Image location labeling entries
[Start]

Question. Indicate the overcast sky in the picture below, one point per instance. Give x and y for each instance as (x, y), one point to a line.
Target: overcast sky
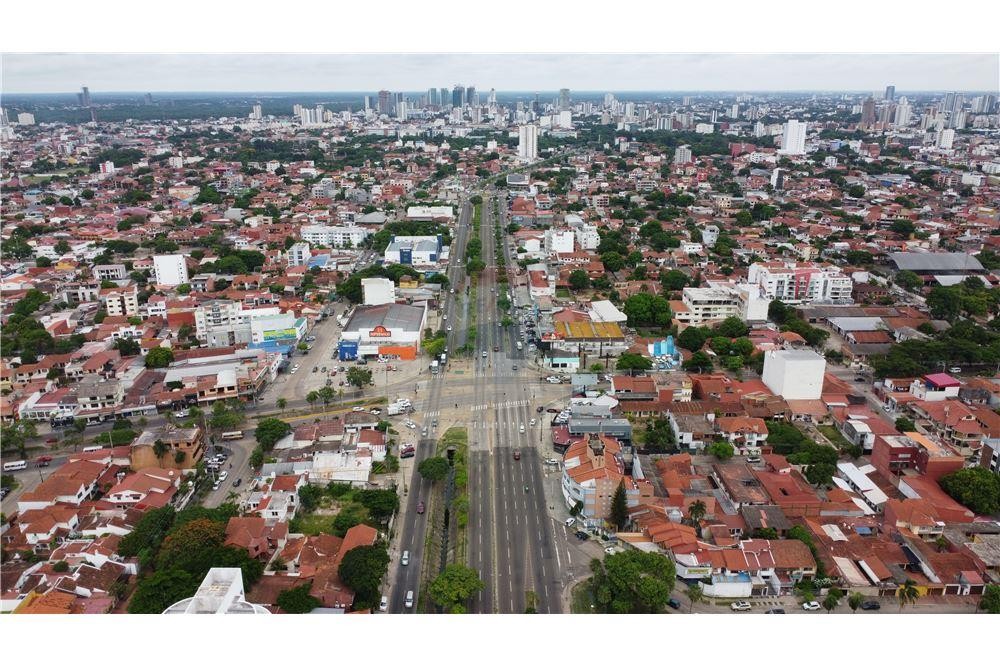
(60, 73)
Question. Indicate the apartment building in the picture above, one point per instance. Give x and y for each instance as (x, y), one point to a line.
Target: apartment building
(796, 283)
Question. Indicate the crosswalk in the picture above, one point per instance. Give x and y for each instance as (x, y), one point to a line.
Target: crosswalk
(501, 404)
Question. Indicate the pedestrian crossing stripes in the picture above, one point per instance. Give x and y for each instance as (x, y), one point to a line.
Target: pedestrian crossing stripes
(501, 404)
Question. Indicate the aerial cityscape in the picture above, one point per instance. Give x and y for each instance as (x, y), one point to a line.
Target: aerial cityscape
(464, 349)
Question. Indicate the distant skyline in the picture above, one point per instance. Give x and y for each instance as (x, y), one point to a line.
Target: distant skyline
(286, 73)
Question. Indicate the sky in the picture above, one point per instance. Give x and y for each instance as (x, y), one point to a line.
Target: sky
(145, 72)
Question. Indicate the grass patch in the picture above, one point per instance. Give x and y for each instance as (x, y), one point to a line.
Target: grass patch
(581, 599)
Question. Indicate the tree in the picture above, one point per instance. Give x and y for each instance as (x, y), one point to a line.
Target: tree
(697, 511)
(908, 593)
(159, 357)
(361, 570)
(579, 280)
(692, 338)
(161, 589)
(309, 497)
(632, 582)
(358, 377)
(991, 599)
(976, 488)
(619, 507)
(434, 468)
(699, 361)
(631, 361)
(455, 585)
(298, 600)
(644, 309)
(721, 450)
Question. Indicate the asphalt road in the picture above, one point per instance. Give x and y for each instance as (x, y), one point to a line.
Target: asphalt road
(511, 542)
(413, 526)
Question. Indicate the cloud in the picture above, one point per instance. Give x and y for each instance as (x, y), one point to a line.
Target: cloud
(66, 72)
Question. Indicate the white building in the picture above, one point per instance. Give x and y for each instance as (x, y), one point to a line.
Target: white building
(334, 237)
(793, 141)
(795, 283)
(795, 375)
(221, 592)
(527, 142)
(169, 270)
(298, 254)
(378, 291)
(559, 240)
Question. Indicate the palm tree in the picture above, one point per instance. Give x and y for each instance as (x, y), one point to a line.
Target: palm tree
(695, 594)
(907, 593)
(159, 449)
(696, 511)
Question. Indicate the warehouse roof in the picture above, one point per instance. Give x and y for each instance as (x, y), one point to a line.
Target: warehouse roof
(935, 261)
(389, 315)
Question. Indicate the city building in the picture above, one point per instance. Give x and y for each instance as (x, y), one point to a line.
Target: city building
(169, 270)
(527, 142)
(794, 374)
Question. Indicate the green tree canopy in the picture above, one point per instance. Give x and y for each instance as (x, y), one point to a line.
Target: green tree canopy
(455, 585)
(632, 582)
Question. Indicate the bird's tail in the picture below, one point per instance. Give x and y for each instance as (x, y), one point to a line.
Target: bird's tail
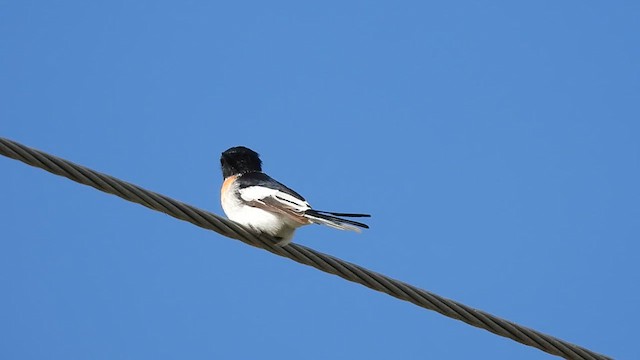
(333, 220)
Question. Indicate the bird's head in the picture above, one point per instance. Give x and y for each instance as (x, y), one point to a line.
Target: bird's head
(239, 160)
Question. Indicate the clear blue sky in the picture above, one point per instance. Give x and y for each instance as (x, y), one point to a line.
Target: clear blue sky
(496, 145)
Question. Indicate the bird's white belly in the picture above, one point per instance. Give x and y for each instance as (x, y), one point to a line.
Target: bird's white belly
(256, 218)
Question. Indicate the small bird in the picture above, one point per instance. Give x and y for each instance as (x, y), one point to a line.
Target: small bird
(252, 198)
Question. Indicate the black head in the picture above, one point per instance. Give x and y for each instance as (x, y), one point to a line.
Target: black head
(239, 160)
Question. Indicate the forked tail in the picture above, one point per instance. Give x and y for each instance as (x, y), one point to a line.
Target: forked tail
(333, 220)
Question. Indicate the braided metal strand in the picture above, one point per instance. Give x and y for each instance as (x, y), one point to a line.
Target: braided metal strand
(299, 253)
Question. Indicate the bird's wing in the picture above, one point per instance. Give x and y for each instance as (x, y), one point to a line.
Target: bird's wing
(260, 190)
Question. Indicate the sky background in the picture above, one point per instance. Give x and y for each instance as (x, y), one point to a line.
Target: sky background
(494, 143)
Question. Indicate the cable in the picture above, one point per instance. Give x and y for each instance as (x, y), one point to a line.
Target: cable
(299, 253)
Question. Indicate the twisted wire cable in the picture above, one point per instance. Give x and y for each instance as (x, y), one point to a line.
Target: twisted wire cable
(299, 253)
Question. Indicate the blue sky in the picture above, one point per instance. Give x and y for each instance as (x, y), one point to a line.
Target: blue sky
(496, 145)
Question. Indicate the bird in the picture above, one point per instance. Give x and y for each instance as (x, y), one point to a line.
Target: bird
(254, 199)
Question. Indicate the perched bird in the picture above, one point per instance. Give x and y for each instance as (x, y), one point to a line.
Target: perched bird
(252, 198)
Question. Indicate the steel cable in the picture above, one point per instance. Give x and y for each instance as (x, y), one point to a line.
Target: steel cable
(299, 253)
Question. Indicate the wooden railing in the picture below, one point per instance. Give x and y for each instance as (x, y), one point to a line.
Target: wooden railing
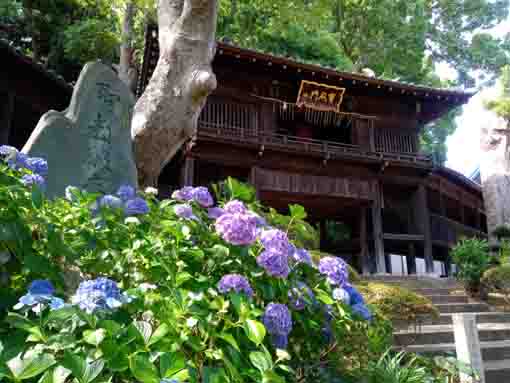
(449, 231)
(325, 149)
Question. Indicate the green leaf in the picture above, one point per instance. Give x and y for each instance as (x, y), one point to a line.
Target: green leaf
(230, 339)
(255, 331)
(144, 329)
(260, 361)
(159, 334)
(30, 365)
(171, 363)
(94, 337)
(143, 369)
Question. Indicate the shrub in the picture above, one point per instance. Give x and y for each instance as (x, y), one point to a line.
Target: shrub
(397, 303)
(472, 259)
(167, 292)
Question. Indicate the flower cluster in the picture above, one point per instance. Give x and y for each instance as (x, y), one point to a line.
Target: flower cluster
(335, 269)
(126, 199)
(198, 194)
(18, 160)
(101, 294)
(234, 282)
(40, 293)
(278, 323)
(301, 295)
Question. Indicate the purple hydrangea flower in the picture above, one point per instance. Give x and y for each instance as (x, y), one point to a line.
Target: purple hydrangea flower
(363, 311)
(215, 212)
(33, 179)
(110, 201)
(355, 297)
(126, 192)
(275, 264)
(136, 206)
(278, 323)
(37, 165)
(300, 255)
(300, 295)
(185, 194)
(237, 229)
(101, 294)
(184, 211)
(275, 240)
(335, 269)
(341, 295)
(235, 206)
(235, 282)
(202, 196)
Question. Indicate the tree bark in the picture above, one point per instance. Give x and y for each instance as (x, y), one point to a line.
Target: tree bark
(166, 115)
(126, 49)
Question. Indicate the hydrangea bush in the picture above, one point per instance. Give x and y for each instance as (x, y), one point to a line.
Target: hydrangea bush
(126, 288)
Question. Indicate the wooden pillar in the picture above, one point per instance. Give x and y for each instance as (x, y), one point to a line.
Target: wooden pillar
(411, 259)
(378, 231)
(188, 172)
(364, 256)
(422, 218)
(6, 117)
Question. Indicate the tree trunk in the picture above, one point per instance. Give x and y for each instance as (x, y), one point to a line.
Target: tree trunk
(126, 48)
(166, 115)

[End]

## What is expected
Copy out every line from the one containing "Question. Indicate the tree bark" to the end of the material, both ends included.

## Answer to the problem
Question. Indicate the tree bark in the picture above, one point per instance. Give x and y for each instance as (x, y), one point to a line.
Target: tree bark
(166, 115)
(126, 49)
Question. Indicate the hydrangea bush in the picture above, one point per instance. Give x and y for each instance as (x, y), one point to a line.
Target: hydrangea bush
(126, 288)
Question. Indicate the wooden pillar in the picture above, one point per instance. Give x and y for each instance as (x, y), one point to a line.
Target: wooden pillar
(411, 259)
(378, 231)
(188, 172)
(364, 256)
(422, 218)
(6, 117)
Question. Indicate the tree trunk in the picture above, one point per instance. Give x and y for each instance as (x, y), one point to a line.
Target: tree trunk
(126, 48)
(166, 115)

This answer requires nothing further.